▶ _PROMPT_:
Write the next part of the news story about the Senate vote on the Iraq war spending bill, starting after its last sentence.

By Nicholas Johnston
April 26 (Bloomberg) -- The Senate approved a war spending measure calling for the withdrawal of U.S. troops from Iraq, sending it to President George W. Bush who says he'll veto it.
A day after the House passed the legislation, the Senate voted 51-46 to approve it. Bush has promised to reject the $124.2 billion bill, which would require lawmakers to then draft new legislation to fund the wars in Iraq and Afghanistan that doesn't include any troop withdrawals.
``This legislation is dead before arrival.'' Mississippi Republican Trent Lott said. ``Next week can we get together and do the right thing.''
The Senate vote today sends to Bush the first binding restrictions on his conduct of the Iraq war and will prompt only the second veto of his administration. House Democrat John Murtha pledged last night to put other restrictions on Iraq policy in future military legislation in an effort to wear down Republican opposition.

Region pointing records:
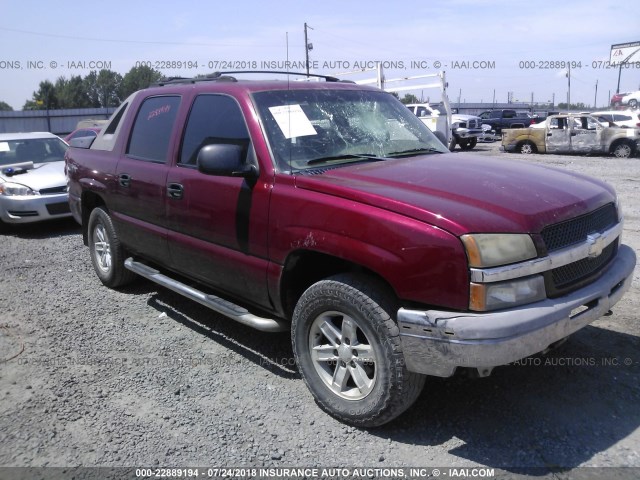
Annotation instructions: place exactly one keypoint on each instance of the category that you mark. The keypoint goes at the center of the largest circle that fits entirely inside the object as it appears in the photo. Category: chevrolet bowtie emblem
(596, 244)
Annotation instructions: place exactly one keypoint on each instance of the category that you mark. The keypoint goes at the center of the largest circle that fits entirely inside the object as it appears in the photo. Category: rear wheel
(622, 149)
(107, 254)
(469, 143)
(349, 353)
(526, 148)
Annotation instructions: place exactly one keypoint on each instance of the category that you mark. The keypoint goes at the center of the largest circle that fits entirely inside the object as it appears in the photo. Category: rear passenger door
(218, 224)
(140, 190)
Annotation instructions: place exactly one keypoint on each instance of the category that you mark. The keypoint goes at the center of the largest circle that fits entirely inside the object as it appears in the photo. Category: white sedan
(33, 185)
(632, 99)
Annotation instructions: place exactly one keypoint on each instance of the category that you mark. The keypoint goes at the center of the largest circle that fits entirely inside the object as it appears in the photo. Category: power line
(142, 42)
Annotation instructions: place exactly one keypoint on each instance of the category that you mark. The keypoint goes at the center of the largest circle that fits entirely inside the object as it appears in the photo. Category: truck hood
(43, 175)
(465, 194)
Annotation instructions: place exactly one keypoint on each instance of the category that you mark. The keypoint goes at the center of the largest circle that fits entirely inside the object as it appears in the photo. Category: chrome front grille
(575, 230)
(563, 279)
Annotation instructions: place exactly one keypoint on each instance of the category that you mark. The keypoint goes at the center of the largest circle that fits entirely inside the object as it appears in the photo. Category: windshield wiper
(415, 151)
(360, 156)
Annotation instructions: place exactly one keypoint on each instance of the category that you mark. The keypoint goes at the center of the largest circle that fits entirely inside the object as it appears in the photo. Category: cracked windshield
(315, 129)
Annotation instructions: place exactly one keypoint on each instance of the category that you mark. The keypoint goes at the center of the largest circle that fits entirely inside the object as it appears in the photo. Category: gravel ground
(142, 377)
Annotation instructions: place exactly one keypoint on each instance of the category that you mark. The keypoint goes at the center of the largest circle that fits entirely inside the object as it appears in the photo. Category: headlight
(619, 209)
(493, 296)
(10, 189)
(493, 249)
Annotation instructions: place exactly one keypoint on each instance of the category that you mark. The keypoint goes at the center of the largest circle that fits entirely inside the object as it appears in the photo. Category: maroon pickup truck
(329, 210)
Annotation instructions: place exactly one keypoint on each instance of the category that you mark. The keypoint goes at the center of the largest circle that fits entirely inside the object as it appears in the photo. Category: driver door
(559, 135)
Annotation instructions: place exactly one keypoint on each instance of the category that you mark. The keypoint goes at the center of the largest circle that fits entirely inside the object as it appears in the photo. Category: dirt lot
(142, 377)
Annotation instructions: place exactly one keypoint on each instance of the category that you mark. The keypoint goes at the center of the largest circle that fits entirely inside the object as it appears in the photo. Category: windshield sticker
(159, 111)
(292, 121)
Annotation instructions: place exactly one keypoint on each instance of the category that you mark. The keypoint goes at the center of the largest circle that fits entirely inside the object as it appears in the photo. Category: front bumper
(437, 342)
(34, 208)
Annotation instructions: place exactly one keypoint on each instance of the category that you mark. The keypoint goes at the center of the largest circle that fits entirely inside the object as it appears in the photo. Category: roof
(226, 83)
(25, 136)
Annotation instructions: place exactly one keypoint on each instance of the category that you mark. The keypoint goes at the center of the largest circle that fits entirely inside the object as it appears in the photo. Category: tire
(469, 143)
(107, 254)
(342, 330)
(623, 149)
(526, 148)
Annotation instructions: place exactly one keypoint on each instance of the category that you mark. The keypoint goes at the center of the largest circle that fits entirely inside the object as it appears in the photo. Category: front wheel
(469, 143)
(107, 254)
(349, 353)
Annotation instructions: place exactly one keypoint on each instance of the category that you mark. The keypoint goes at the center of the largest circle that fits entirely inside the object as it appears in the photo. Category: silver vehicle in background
(33, 185)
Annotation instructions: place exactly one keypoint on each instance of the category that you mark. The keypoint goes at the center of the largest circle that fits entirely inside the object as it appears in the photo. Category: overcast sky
(41, 41)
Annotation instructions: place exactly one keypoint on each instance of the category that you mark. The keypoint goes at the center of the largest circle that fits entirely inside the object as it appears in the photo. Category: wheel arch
(526, 141)
(627, 141)
(303, 268)
(90, 200)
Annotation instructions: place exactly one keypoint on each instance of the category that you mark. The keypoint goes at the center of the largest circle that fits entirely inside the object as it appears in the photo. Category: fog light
(493, 296)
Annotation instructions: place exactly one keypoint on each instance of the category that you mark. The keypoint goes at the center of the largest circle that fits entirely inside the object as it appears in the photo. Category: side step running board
(224, 307)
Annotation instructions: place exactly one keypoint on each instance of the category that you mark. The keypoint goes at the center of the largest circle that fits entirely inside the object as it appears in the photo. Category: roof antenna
(289, 108)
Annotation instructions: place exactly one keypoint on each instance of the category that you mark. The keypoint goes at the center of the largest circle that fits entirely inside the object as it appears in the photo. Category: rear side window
(213, 119)
(151, 132)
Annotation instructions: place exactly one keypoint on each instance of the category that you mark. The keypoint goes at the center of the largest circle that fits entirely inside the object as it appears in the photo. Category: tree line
(104, 88)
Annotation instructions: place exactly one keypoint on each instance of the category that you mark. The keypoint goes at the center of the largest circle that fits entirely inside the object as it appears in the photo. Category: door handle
(124, 180)
(175, 190)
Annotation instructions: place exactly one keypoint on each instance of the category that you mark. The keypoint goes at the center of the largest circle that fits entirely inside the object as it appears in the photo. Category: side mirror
(81, 142)
(225, 160)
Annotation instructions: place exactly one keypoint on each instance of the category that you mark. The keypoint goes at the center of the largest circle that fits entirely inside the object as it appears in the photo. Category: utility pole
(569, 88)
(307, 47)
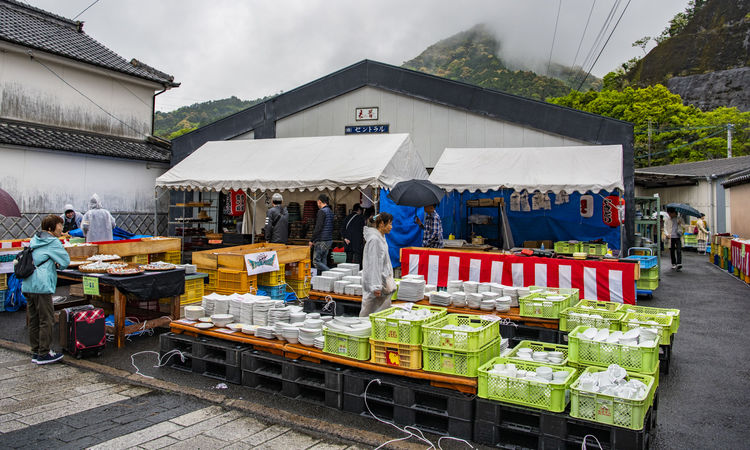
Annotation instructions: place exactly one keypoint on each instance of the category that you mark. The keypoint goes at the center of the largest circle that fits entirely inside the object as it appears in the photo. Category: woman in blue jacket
(48, 254)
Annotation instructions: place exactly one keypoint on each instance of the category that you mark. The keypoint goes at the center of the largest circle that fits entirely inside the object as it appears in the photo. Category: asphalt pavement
(702, 399)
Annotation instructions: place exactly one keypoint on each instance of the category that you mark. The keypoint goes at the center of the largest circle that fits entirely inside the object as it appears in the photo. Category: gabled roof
(718, 167)
(35, 28)
(583, 126)
(63, 139)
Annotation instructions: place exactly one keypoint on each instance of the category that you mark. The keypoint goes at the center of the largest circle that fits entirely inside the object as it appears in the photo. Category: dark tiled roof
(64, 139)
(37, 29)
(718, 167)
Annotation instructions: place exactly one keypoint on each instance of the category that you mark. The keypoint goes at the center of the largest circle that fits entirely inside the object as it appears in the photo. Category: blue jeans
(320, 255)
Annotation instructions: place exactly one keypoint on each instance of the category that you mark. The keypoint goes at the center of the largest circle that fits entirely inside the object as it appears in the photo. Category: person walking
(433, 228)
(702, 228)
(48, 254)
(97, 223)
(322, 234)
(673, 233)
(277, 221)
(377, 272)
(352, 234)
(71, 219)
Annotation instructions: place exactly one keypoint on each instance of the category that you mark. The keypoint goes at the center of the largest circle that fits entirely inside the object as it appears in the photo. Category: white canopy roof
(570, 169)
(307, 163)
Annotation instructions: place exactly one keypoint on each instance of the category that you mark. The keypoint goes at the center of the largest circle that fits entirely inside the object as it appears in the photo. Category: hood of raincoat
(95, 203)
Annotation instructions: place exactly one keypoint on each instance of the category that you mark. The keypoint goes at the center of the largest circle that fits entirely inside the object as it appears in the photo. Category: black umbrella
(684, 209)
(8, 206)
(416, 193)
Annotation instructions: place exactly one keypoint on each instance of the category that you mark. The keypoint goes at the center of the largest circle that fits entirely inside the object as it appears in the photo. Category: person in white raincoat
(377, 271)
(97, 223)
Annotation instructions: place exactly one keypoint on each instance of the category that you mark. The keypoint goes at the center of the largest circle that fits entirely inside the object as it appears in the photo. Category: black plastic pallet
(516, 427)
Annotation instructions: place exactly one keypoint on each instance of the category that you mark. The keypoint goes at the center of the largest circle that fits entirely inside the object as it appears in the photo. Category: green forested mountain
(474, 56)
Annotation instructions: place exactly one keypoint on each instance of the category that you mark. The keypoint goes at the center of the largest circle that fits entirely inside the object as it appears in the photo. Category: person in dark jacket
(322, 234)
(353, 235)
(48, 254)
(277, 221)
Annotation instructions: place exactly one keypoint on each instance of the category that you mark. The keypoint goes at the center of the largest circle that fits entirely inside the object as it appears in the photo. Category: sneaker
(49, 358)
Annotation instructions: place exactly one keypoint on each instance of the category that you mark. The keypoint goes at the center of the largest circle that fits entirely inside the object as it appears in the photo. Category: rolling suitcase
(82, 330)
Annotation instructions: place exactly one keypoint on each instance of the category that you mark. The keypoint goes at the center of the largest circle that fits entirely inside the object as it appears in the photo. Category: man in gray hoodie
(97, 223)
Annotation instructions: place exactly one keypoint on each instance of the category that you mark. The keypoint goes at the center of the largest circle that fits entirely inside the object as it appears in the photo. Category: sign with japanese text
(90, 285)
(368, 113)
(364, 129)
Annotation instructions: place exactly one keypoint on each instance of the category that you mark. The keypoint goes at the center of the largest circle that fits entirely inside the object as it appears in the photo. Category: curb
(285, 418)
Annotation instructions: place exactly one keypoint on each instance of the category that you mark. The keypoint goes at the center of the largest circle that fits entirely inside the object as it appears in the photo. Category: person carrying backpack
(47, 254)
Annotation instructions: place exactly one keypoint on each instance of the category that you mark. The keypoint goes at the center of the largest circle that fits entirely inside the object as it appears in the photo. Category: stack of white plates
(440, 299)
(278, 315)
(473, 300)
(260, 312)
(455, 286)
(458, 299)
(221, 305)
(339, 285)
(471, 287)
(265, 332)
(337, 275)
(353, 289)
(411, 290)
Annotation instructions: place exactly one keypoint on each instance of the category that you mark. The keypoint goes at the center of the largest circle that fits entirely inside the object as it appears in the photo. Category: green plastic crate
(567, 248)
(588, 352)
(650, 274)
(457, 362)
(539, 347)
(664, 323)
(485, 330)
(609, 319)
(573, 293)
(548, 396)
(344, 345)
(647, 284)
(610, 410)
(537, 305)
(598, 305)
(401, 330)
(675, 313)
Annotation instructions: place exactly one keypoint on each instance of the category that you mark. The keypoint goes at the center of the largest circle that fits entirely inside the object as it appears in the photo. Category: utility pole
(729, 140)
(649, 143)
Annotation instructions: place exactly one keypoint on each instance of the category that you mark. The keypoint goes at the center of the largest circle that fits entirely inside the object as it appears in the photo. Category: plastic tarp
(298, 164)
(572, 169)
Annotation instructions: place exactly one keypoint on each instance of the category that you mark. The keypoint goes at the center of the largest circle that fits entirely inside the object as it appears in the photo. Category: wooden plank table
(312, 354)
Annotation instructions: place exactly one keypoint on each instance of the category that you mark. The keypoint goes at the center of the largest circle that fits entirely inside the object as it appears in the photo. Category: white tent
(571, 169)
(298, 164)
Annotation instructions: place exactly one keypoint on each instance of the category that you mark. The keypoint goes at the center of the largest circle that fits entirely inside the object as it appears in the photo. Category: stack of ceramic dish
(194, 312)
(502, 303)
(353, 289)
(339, 285)
(455, 286)
(440, 299)
(474, 300)
(411, 290)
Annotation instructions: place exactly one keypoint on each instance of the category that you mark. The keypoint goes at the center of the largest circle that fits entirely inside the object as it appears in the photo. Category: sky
(251, 49)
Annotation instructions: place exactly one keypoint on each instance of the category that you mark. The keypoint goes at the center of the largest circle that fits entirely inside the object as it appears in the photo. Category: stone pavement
(64, 407)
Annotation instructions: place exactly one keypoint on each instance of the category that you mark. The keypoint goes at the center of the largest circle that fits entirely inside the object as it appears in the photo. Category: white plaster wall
(30, 92)
(45, 181)
(433, 127)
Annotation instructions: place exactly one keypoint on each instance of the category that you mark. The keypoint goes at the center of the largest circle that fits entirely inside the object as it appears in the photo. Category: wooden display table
(312, 354)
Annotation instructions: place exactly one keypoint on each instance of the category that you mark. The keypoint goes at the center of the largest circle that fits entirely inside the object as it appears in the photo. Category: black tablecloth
(147, 286)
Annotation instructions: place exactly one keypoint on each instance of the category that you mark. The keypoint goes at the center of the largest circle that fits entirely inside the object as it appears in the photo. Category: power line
(554, 35)
(605, 44)
(87, 8)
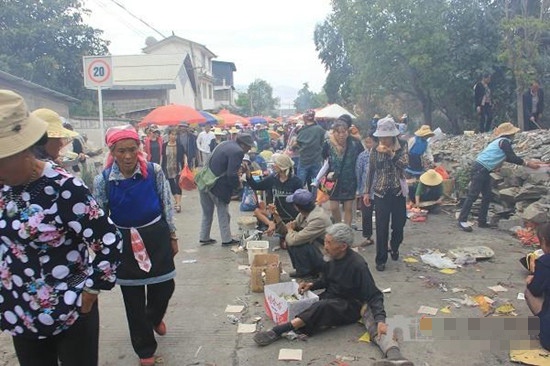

▶ _EXERCISE RESULT_:
``They are starting to feel the heat,'' Murtha, of Pennsylvania, told reporters after the House vote. ``Everything that passes will have some sort of condition.''
Murtha said House Democrats are considering as a next step funding legislation that would have political and security benchmarks for the Iraqi government to meet.
The House approved the spending bill 218-208 last night. That vote, like the Senate vote, was well short of the two- thirds majority required to override a veto.
Begin This Year
The legislation requires the troop withdrawal to begin by Oct. 1 of this year, though the goal of completing it by April 2008 is nonbinding. The completion date changed in congressional negotiations from the original House language, which would have required most U.S. troops to leave Iraq by September 2008.
``The American people do not support an open-ended U.S. military occupation in Iraq,'' said West Virginia Democrat Robert Byrd, chairman of the Senate Appropriations Committee. ``It is time for the White House to stop the fear mongering and face the truth.''
A poll done by the Pew Research Center for the People & the Press showed 59 percent of American said they want their representative to support withdrawal of U.S. troops from Iraq by August 2008, while a third said their representative should oppose such a measure.
The poll was conducted April 18-22 among 1,508 adults. It has a sampling error margin of plus or minus 3 percentage points.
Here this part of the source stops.